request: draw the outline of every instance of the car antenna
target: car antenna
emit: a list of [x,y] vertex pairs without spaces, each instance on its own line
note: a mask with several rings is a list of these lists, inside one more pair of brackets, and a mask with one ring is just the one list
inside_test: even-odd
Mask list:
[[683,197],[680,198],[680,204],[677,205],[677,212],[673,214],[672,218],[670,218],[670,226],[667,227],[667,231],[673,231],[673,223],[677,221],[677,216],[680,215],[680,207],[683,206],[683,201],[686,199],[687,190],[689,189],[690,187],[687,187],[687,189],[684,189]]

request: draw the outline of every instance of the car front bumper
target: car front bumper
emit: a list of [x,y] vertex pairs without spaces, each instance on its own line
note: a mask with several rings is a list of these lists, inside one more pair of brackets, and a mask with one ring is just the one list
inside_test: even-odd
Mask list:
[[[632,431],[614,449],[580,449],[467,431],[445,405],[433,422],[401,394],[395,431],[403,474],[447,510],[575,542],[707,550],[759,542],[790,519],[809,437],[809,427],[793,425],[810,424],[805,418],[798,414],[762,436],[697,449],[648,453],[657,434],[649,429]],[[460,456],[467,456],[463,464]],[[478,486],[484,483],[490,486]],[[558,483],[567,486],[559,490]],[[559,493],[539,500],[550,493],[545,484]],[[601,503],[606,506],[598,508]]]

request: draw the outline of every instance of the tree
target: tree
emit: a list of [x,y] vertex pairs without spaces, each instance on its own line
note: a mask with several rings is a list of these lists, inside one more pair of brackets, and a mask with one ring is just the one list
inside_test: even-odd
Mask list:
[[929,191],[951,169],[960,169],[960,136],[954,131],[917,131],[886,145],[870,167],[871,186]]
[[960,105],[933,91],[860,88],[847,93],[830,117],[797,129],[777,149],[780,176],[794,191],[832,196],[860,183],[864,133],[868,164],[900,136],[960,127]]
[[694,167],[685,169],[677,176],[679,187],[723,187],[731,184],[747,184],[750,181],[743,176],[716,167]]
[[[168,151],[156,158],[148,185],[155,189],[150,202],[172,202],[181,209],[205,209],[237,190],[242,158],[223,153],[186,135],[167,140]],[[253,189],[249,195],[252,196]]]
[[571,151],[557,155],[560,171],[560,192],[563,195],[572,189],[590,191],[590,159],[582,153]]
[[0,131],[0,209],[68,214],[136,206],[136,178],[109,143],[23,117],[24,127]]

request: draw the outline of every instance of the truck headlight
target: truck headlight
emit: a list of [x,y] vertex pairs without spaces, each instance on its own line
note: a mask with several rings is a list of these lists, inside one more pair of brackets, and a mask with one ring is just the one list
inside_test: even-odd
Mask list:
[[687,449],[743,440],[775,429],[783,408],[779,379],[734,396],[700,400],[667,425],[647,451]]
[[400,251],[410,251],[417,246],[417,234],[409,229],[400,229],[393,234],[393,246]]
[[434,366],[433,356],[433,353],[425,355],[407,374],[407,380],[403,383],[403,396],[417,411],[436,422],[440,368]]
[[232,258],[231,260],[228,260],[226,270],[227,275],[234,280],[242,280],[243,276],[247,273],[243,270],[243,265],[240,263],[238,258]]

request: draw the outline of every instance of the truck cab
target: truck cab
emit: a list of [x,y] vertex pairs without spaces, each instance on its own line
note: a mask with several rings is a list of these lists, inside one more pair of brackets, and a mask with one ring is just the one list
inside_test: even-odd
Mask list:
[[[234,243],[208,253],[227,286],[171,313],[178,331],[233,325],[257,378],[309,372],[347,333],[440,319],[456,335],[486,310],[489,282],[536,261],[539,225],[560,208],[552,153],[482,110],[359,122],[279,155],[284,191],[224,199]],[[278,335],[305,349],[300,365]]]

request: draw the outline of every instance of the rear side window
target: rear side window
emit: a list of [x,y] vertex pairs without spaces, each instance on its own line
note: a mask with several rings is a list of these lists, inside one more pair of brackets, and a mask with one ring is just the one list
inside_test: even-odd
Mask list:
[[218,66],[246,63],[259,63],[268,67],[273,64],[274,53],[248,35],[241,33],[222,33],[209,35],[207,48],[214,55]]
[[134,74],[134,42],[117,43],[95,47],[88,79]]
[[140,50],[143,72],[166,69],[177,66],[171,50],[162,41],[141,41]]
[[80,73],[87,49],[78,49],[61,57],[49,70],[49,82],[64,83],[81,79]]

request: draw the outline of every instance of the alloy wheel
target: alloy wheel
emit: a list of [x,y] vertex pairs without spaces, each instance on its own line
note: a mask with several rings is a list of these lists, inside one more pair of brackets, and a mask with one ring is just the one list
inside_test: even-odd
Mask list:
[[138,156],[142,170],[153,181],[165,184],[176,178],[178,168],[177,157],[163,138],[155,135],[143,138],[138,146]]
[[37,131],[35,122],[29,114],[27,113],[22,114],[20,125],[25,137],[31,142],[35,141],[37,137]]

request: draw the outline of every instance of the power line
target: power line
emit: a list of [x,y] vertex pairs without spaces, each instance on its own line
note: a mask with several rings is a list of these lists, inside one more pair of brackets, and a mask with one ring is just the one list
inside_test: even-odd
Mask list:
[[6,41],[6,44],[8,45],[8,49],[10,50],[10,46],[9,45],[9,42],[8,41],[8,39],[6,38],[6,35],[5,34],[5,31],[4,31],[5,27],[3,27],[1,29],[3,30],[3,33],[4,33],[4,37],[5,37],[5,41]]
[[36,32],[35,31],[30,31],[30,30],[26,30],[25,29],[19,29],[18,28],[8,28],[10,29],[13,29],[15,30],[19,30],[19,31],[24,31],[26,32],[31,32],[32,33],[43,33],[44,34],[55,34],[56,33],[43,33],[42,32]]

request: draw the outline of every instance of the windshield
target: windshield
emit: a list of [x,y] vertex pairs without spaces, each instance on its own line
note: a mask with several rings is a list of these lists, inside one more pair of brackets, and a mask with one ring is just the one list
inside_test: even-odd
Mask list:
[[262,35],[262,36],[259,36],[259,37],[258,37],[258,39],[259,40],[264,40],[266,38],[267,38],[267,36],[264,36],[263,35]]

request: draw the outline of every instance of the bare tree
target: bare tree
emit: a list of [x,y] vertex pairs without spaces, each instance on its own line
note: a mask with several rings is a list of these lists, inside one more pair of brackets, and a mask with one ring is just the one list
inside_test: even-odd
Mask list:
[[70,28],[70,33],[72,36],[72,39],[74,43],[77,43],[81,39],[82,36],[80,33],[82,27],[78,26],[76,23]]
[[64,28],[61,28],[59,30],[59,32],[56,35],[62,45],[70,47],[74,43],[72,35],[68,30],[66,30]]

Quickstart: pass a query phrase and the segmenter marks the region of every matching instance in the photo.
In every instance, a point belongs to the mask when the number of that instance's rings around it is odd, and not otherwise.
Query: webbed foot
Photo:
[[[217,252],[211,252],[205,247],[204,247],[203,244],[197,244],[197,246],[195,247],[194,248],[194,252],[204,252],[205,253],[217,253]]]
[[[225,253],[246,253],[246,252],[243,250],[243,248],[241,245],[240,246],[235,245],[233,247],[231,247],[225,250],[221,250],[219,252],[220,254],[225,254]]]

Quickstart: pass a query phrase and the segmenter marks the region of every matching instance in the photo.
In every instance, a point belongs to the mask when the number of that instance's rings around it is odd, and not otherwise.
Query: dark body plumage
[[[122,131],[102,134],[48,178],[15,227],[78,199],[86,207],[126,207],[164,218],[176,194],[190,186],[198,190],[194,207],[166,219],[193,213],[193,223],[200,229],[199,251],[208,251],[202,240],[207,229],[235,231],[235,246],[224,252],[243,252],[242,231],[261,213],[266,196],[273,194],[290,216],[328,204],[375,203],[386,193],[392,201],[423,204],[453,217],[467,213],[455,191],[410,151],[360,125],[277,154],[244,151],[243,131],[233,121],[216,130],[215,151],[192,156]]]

:::::

Please quote exactly the lines from the one containing "request: draw the outline of every instance of the bare" through the last line of the records above, both included, and nothing else.

_Output of the exercise_:
request: draw the outline of every instance of the bare tree
target: bare tree
emit: a list of [x,y] vertex pairs without spaces, each instance on its own line
note: a mask with several rings is a list of these lists, inside one more pair of brackets, and a mask with one ring is just the one list
inside_test: even-odd
Mask list:
[[70,28],[70,33],[72,36],[72,39],[74,43],[77,43],[81,39],[82,36],[80,33],[82,27],[78,26],[76,23]]
[[64,28],[61,28],[59,30],[59,32],[56,35],[62,45],[70,47],[74,43],[72,35],[68,30],[66,30]]

Quickstart: pass a query phrase and the segmenter marks the region of every matching instance in the photo.
In every instance, a point belongs to the mask when the number of that instance's rings around it is odd, and not otherwise.
Query: webbed foot
Photo:
[[[217,252],[211,252],[205,247],[204,247],[203,244],[197,244],[197,246],[195,247],[194,248],[194,252],[204,252],[205,253],[217,253]]]
[[[225,253],[246,253],[246,252],[243,250],[243,248],[241,245],[240,246],[235,245],[233,247],[231,247],[225,250],[221,250],[219,252],[220,254],[225,254]]]

Quickstart: pass a query phrase and the segmenter marks the region of every matching instance in the photo.
In every instance, a point belongs to the mask when the number of that instance's rings around it is odd, and not otherwise.
Query: dark body plumage
[[[122,131],[102,134],[48,178],[15,227],[78,199],[86,207],[126,207],[164,218],[176,194],[190,186],[198,190],[194,207],[166,219],[193,213],[193,223],[200,229],[199,251],[208,251],[202,240],[207,229],[235,231],[235,246],[224,252],[243,252],[242,231],[261,213],[266,196],[273,194],[290,216],[328,204],[375,203],[386,193],[392,201],[423,204],[453,217],[467,213],[455,191],[410,151],[360,125],[277,154],[244,151],[243,131],[233,121],[216,130],[215,151],[192,156]]]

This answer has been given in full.